— Written instruction —
Copy the stretch of the purchase frequency excerpt from "4. For the segment" through "their consecutive orders.", swapping "multiple purchases" for "repeat purchases".

____ Excerpt provided

Purchase Frequency and Inactivity Analysis

4. For the segment of customers with multiple purchases, what is the average time interval (in days) between consecutive orders? How does this ‘purchase latency’ vary across different product categories?

*Solution: To analyze the purchase frequency and inactivity patterns among customers with multiple purchases, we will follow these steps:

  1. First, we will identify customers who have made multiple purchases by counting the number of orders for each unique customer. We will focus on those customers who have made at least two purchases to analyze the time interval between their consecutive orders.
  2. Next, we will calculate the time interval (in days) between consecutive orders for each customer. This can be done using the lag window function to access the previous order’s purchase timestamp and then calculating the difference in days between the current order and the previous order.
  3. We will also join the relevant tables to include product category information for each order, allowing us to analyze how purchase latency varies across different product categories.
  4. Finally, we will calculate the average purchase latency for each product category and identify any significant variations in purchase frequency across categories. This analysis will help us understand customer behavior and identify potential opportunities for targeted marketing or promotions based on purchase patterns in different product categories.

________
____ Items

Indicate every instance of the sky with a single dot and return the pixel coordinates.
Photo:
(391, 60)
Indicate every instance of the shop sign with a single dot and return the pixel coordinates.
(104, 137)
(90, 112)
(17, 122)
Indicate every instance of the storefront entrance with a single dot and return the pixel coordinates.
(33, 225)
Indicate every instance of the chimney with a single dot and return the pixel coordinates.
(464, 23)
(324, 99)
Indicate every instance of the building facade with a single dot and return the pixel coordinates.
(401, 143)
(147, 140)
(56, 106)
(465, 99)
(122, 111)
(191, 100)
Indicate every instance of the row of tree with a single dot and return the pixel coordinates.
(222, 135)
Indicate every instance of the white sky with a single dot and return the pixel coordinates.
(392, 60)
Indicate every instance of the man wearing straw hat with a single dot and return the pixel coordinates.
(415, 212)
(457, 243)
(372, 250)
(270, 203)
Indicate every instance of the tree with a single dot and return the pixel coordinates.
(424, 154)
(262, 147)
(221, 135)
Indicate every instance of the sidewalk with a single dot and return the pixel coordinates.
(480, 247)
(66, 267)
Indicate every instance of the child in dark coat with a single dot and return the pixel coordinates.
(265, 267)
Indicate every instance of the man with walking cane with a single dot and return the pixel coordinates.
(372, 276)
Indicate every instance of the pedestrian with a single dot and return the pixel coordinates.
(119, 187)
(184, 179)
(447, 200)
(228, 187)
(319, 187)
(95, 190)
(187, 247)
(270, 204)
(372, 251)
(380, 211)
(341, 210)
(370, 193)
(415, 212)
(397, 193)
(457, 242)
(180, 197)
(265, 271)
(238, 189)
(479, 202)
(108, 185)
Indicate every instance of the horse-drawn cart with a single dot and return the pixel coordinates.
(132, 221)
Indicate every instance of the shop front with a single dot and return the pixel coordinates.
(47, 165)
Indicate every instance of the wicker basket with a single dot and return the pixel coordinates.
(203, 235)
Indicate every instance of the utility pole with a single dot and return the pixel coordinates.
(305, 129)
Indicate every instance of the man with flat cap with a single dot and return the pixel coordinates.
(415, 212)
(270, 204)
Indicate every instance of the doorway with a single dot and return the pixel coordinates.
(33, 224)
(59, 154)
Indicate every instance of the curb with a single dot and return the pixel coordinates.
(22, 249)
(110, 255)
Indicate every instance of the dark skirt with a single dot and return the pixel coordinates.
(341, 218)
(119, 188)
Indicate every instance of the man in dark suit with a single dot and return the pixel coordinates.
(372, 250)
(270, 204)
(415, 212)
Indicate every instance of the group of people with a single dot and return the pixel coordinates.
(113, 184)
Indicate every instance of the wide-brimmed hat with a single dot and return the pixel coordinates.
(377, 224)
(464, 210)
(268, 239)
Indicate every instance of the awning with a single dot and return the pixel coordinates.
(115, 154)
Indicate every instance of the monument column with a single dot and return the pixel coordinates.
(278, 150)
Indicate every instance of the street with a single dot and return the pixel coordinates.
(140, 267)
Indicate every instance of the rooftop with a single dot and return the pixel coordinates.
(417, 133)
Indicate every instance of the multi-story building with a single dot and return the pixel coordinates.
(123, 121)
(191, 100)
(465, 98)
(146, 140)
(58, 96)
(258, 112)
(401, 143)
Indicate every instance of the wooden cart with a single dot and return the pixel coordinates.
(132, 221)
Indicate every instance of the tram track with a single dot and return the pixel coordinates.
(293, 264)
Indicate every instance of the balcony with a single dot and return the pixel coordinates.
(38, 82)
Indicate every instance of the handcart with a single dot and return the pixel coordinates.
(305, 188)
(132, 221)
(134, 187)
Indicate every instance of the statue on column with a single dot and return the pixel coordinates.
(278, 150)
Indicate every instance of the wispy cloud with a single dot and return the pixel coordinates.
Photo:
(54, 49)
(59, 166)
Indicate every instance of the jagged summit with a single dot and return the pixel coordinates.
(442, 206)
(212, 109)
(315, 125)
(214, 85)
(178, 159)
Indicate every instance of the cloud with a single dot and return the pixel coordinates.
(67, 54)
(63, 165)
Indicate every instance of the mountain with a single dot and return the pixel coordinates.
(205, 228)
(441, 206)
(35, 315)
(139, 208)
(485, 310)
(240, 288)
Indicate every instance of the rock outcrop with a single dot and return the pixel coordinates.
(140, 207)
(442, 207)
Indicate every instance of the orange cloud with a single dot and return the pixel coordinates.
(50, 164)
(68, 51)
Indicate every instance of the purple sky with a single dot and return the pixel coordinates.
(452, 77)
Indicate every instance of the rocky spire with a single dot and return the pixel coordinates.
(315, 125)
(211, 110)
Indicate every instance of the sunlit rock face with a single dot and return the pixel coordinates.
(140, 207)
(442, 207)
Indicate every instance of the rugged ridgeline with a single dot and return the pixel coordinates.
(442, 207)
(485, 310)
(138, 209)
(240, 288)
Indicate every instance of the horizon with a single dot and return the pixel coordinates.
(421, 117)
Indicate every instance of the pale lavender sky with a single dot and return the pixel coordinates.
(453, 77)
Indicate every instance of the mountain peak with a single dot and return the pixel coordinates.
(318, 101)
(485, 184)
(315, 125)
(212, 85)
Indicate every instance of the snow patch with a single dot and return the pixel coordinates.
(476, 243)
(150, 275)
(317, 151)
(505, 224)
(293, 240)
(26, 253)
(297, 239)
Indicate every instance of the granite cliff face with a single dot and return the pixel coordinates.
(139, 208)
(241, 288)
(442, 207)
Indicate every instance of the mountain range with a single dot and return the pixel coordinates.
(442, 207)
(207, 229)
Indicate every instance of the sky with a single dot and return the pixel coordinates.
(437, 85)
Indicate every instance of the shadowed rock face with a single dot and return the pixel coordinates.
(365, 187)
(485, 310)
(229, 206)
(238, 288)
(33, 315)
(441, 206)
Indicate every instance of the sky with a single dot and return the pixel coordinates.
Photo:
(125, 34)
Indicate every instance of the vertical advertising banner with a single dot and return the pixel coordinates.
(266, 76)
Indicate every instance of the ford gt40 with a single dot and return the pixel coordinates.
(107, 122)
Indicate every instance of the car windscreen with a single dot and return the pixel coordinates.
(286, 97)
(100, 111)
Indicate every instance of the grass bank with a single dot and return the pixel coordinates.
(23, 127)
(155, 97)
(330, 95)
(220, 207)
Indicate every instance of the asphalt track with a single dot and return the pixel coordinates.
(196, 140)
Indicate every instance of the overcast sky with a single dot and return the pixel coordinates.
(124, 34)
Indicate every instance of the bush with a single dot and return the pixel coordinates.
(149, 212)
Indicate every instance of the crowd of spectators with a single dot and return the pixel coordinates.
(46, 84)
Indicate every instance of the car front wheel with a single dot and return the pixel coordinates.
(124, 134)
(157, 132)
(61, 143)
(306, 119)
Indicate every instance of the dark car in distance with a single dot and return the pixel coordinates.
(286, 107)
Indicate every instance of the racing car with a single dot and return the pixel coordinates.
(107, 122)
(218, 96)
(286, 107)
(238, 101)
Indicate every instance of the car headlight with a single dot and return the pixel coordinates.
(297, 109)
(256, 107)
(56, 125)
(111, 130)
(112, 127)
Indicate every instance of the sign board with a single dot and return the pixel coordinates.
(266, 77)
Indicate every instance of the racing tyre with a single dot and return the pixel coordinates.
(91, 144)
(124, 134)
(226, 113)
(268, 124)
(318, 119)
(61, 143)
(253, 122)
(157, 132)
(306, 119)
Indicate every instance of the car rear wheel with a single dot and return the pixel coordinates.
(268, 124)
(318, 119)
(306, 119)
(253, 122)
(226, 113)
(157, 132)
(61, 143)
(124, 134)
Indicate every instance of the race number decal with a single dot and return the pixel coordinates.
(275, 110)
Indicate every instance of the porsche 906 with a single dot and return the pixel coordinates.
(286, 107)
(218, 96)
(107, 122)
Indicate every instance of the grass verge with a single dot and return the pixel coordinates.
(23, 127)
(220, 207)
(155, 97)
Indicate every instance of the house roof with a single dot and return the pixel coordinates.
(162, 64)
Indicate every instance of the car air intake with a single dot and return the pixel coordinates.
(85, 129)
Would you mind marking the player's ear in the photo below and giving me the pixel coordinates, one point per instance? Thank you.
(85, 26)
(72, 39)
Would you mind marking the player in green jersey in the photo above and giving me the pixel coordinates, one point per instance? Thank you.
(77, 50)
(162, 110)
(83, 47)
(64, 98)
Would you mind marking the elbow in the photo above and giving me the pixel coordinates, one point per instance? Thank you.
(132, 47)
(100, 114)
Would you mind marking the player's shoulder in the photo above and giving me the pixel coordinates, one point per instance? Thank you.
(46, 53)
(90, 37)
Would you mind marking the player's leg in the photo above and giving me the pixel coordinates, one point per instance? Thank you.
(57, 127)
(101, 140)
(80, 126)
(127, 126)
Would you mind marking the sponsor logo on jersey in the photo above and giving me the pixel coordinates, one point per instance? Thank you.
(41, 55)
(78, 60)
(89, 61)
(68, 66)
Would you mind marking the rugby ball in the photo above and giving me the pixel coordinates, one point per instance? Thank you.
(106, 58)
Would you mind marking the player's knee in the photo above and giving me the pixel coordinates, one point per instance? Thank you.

________

— The output —
4. For the segment of customers with repeat purchases, what is the average time interval (in days) between consecutive orders? How does this ‘purchase latency’ vary across different product categories?

*Solution: To analyze the purchase frequency and inactivity patterns among customers with repeat purchases, we will follow these steps:

  1. First, we will identify customers who have made repeat purchases by counting the number of orders for each unique customer. We will focus on those customers who have made at least two purchases to analyze the time interval between their consecutive orders.